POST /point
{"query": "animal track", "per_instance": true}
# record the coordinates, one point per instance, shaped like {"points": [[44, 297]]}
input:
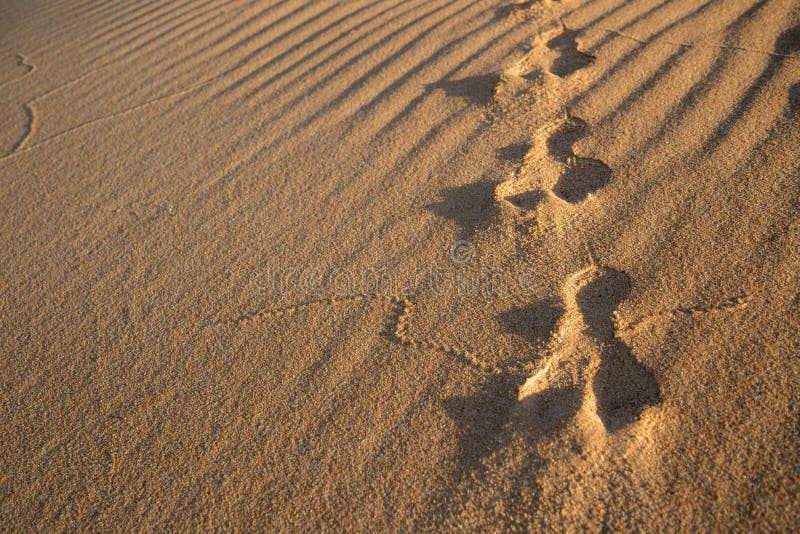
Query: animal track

SET EXERCISE: Rewrite every line of the items above as a numbered list, skipping blank lines and leaving out the pictures.

WORKED SOLUTION:
1. POST /point
2. {"query": "animal track", "per_instance": true}
3. # record the coordinates, one point per instance, shaped like {"points": [[44, 297]]}
4. input:
5. Query: animal track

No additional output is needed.